[begin Items]

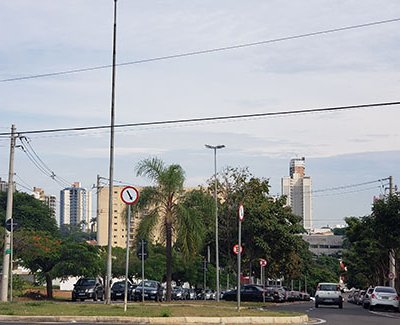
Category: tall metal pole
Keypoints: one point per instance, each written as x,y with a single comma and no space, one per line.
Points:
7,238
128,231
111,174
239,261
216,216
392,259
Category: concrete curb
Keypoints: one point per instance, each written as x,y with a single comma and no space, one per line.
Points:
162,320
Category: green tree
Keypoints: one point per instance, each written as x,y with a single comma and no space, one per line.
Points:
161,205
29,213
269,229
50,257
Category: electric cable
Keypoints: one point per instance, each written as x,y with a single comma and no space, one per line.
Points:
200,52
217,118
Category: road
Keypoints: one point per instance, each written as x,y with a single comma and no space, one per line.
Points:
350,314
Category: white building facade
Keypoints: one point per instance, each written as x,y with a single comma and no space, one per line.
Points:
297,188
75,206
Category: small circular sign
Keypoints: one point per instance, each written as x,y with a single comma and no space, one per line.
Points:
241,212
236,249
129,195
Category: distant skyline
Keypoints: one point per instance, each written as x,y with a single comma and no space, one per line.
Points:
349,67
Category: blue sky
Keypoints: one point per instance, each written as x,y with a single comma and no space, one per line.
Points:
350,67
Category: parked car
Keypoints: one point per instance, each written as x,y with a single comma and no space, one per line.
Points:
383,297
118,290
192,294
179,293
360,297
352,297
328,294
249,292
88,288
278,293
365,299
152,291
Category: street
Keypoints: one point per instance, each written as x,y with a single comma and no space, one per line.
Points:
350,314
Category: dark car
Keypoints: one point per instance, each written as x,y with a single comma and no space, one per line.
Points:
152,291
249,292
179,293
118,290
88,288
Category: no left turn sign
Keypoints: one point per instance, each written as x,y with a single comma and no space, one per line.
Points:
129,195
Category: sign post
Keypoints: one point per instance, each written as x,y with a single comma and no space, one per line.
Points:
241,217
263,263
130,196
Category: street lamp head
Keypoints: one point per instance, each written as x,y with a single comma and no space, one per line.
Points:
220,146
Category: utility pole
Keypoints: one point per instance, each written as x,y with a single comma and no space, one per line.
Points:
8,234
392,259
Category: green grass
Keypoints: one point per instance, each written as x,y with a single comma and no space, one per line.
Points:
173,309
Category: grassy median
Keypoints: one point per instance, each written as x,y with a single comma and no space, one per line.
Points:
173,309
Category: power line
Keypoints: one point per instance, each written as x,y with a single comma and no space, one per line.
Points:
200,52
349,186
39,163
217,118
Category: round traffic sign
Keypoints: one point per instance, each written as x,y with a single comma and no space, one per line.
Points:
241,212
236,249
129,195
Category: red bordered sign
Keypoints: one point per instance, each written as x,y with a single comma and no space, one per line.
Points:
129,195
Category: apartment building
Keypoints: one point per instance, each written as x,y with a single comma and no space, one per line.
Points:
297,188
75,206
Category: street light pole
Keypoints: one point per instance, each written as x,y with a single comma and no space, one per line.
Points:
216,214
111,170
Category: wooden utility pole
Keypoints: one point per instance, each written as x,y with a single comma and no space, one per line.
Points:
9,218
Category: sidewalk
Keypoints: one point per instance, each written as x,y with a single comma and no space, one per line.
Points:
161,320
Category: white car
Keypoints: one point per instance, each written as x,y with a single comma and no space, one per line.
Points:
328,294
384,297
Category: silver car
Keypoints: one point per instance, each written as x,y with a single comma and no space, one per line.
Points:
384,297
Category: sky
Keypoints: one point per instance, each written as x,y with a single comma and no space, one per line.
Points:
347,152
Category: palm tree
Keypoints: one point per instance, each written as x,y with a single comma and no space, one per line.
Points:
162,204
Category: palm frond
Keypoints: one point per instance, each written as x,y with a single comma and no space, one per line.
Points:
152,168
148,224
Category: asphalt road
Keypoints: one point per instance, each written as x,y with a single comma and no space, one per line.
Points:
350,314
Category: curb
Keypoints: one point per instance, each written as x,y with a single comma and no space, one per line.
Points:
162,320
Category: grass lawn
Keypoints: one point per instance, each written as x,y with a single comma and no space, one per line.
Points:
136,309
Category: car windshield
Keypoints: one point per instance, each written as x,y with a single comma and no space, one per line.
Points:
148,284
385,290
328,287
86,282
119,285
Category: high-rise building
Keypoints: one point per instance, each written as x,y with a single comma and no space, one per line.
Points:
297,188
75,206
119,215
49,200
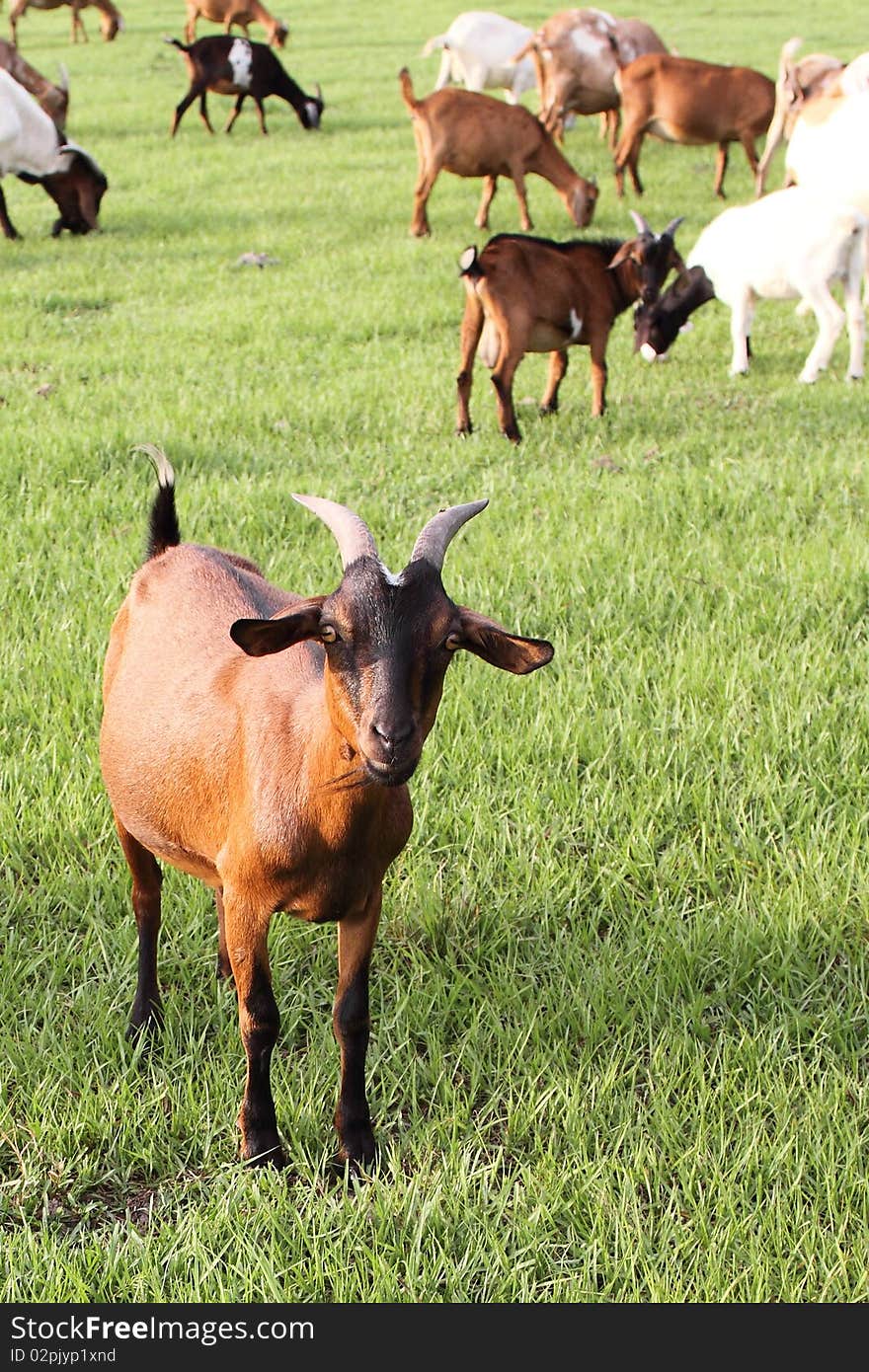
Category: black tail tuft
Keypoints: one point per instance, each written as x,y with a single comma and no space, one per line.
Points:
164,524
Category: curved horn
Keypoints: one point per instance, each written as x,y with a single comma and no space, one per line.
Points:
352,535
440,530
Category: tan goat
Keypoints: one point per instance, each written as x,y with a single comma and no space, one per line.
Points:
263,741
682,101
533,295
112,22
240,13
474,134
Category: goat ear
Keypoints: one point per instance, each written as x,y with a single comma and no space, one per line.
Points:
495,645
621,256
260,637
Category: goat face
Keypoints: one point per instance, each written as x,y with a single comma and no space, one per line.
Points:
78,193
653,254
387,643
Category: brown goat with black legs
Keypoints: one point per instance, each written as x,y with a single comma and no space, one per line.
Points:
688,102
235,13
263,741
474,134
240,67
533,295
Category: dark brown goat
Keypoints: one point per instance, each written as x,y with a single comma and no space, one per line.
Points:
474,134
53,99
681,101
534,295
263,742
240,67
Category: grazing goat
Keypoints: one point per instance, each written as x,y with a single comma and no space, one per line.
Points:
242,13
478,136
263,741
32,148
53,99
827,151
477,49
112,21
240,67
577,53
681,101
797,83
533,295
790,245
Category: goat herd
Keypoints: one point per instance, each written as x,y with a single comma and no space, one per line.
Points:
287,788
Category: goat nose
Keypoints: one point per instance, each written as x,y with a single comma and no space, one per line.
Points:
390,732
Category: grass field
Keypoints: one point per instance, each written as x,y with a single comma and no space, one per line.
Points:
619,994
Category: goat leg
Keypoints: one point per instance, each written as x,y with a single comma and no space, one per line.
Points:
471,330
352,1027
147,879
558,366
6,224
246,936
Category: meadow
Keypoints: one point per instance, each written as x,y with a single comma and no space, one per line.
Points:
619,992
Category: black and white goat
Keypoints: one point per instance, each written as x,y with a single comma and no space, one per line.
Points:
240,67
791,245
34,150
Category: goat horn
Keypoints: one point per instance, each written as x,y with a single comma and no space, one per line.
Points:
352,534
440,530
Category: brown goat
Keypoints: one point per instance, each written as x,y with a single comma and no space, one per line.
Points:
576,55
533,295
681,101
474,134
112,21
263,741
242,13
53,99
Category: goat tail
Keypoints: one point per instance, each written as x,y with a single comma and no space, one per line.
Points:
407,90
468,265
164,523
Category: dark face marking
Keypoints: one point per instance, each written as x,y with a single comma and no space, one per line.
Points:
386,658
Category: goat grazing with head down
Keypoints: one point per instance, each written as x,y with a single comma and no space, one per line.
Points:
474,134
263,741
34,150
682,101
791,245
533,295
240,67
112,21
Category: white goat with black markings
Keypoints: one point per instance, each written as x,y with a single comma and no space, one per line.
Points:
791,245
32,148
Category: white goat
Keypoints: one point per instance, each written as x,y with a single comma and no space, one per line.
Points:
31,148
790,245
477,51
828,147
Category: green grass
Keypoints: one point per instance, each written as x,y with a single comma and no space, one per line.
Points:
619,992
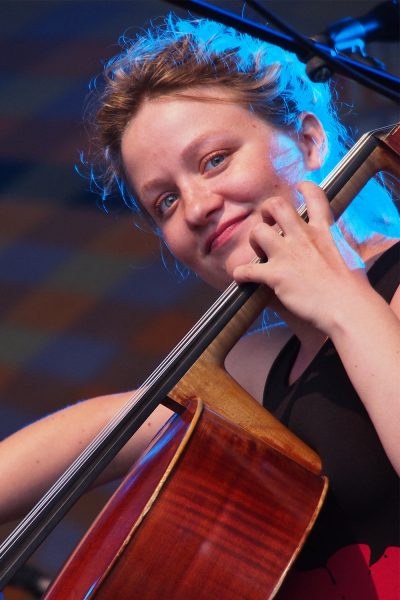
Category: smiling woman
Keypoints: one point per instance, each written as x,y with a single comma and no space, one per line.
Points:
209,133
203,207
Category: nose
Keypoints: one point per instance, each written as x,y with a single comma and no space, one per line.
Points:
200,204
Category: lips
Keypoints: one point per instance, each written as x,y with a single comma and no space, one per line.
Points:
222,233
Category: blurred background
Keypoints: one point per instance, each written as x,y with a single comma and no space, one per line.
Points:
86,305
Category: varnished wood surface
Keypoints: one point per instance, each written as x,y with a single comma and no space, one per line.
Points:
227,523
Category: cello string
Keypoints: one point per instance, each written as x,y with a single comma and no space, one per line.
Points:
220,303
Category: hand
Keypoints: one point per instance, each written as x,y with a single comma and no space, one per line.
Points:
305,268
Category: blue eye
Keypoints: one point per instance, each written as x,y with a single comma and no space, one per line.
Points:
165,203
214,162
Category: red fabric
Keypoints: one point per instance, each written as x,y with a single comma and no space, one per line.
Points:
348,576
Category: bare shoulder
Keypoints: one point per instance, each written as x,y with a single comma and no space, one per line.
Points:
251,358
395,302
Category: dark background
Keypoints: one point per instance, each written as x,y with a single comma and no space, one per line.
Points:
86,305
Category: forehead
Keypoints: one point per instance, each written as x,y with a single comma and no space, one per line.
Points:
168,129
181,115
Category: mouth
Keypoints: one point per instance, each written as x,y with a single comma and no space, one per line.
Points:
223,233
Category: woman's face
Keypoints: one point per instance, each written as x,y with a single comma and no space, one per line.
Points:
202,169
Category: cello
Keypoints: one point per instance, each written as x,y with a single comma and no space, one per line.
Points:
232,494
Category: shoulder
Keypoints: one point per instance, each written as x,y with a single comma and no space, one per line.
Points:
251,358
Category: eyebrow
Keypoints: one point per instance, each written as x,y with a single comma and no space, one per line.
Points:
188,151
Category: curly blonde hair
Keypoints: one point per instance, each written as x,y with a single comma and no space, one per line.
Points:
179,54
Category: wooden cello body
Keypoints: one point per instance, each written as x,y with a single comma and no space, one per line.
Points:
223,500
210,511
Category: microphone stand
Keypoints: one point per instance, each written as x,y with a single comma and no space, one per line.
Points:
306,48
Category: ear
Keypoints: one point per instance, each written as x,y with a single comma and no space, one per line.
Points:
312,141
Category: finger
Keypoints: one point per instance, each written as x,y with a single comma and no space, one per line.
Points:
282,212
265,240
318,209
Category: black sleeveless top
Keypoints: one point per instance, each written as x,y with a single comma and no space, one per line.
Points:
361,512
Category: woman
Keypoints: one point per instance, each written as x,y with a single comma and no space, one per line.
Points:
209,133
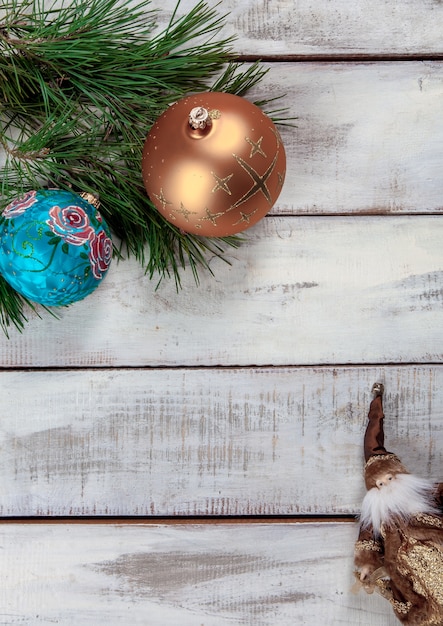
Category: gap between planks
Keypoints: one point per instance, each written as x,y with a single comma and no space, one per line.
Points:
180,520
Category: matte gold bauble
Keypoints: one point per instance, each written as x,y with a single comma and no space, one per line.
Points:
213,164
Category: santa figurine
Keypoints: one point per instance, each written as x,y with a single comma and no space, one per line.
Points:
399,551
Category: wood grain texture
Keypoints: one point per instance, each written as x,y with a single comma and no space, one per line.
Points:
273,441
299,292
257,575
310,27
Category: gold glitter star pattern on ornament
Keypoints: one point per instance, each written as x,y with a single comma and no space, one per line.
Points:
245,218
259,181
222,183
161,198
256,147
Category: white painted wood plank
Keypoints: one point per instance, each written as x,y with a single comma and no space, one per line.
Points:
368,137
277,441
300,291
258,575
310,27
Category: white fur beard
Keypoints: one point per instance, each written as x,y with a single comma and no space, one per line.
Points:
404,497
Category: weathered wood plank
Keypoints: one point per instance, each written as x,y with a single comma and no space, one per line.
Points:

[end Items]

## Given exercise
Repeat exactly the lines above from the line that contains "Category: santa figurine" through the end. Include both of these ends; leave out everything else.

## Solution for this problem
Category: santa figurine
Keypoints: one point per instance, each written as x,y with a single comma and no space, one per line.
Points:
399,551
Category: wood grain texture
Keypoints: one point per instance, each written as x,y with a single comma and no space, one per line.
Points:
273,441
299,292
257,575
310,27
Category: gold glitter star pattern on ornament
Keypoints: one point per instance, each written as x,y with a single comma and no space, one per line.
Points:
245,218
259,181
222,183
161,198
256,147
Category: white painted wood plank
Keypoints: one point per instance, each written as x,y with a single comma and no space, one per line.
Points:
368,137
277,441
300,291
258,575
310,27
Category: white fur beard
Keypoints: one point per instance, each written as x,y with a single comma and no space, one per line.
Points:
404,497
Category: weathered wood plank
Keypoints: one point per instance, each written as x,y with a single comma and no space, one per line.
Points:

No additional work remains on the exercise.